(What is required) Rewrite the lines from the one containing "of the woman" through the end of the records, inclusive, keeping the requests as they are. Raise every coordinate value in the answers by 64.

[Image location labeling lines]

= = = =

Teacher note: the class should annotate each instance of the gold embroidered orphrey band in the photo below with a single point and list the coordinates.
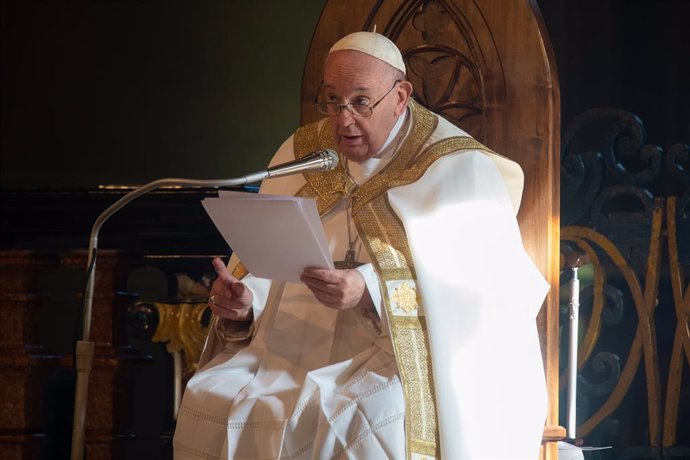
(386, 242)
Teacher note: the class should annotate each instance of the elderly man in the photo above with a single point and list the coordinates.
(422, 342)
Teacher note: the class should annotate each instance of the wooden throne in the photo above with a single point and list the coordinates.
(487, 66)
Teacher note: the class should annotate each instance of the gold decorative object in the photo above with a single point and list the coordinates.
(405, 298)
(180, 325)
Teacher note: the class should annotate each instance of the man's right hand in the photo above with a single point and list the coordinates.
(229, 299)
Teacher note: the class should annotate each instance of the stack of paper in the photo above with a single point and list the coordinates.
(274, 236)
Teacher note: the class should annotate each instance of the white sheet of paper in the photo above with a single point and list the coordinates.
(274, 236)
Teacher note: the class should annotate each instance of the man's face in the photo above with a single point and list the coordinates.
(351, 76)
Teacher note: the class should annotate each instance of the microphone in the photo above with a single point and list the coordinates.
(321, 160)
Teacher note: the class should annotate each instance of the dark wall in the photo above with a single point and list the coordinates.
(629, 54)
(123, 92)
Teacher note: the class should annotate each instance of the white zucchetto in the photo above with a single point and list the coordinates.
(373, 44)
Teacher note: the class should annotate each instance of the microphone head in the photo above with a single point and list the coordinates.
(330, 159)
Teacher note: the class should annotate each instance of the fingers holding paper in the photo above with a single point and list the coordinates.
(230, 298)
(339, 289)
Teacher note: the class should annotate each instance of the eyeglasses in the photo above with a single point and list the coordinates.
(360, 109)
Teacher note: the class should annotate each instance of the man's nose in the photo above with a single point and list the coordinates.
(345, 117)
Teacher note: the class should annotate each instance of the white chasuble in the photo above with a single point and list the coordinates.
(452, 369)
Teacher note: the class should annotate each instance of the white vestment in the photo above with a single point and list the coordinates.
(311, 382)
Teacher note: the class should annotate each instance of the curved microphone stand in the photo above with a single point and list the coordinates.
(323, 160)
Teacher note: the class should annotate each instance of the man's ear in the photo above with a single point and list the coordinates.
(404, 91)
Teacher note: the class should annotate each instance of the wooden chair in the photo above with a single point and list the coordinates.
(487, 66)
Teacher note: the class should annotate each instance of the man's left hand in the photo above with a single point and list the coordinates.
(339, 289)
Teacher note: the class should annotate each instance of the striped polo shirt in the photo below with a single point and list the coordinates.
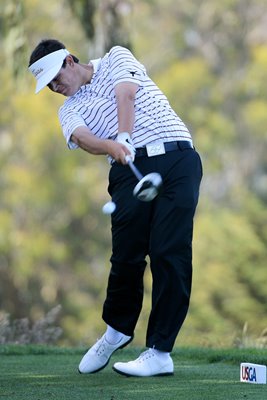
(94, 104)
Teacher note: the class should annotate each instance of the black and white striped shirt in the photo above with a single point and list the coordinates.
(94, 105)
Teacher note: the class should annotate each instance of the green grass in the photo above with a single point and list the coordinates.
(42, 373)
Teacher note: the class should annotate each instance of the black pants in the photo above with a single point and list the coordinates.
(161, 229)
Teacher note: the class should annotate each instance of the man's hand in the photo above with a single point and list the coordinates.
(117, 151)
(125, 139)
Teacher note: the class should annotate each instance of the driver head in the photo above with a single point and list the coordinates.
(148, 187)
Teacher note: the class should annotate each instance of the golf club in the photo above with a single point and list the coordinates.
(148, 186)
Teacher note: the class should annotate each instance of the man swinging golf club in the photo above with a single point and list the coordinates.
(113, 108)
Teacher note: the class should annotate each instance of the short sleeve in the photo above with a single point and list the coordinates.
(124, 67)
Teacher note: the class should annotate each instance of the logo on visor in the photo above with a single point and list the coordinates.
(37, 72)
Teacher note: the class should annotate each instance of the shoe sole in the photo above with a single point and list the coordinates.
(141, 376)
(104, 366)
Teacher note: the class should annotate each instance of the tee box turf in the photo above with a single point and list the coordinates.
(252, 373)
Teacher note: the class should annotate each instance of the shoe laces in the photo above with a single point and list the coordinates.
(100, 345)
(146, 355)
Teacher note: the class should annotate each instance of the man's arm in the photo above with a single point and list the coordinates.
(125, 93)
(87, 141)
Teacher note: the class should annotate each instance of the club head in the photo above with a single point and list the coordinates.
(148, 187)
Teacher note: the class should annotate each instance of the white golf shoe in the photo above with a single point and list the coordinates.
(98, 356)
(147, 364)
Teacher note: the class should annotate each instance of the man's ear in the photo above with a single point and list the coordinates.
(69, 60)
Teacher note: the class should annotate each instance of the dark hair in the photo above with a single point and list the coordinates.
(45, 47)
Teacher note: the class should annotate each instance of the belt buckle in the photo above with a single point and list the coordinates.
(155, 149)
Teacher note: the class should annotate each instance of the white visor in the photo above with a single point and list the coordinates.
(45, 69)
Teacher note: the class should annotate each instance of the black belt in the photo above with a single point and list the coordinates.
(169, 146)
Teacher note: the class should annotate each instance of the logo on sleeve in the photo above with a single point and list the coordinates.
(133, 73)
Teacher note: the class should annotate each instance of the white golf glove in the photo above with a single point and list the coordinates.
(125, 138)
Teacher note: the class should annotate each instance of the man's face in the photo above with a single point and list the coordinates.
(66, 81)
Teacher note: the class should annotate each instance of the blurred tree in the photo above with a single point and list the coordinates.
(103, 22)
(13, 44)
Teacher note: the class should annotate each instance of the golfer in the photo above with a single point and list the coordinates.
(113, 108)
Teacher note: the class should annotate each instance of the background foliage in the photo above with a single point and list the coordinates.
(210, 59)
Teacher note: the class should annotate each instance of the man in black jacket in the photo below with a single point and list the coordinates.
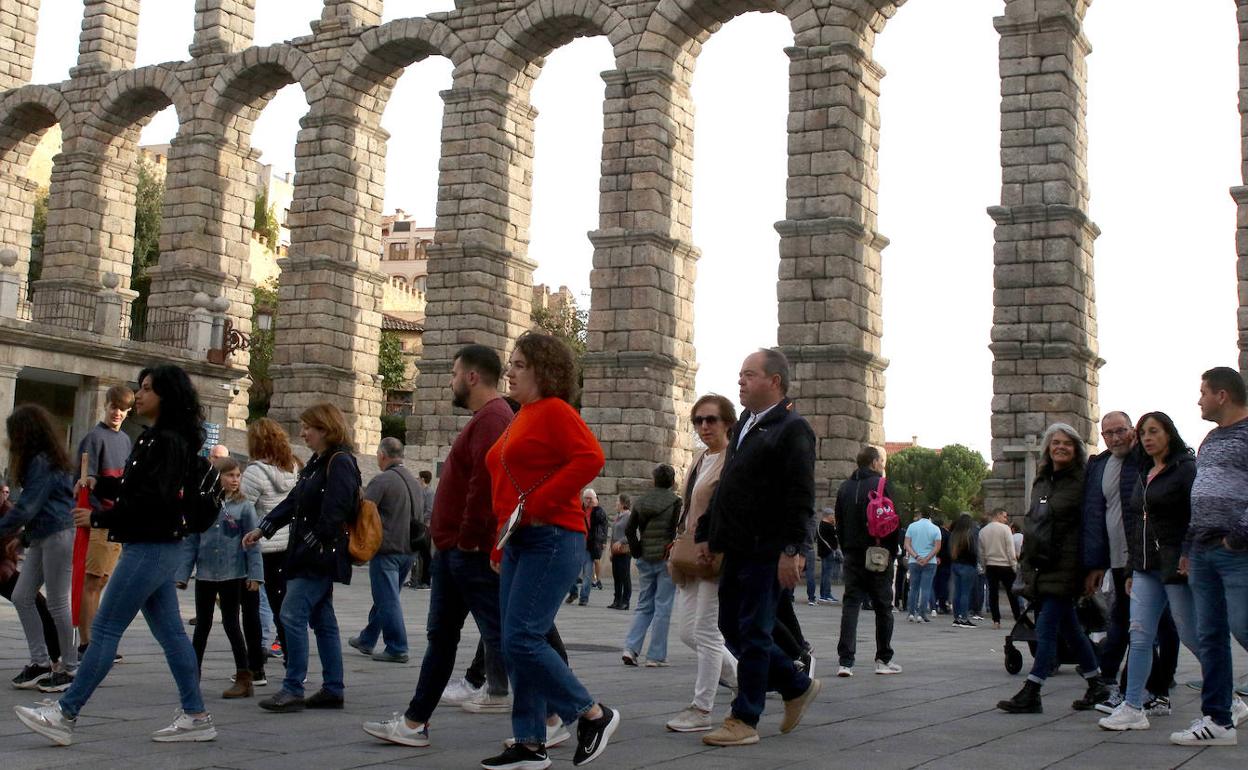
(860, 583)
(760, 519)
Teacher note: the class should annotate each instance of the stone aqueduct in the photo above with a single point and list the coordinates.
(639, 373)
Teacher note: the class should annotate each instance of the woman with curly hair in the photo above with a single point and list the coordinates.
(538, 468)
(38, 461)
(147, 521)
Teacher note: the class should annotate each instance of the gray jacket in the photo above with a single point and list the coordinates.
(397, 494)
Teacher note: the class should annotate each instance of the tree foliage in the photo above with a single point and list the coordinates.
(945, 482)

= = = =

(Result of this task)
Teacher note: the class should annotate each instance of the woman with curly hair in the photo above with a single point and list the coordinates.
(602, 532)
(102, 525)
(211, 585)
Teacher note: the class should annotate each instance of the gray jacket in the photo above with a single point and list the coordinates.
(461, 558)
Teacher note: the class should annotate each instance of the tree foliage in the photo above with a single point and list the coordinates.
(1009, 546)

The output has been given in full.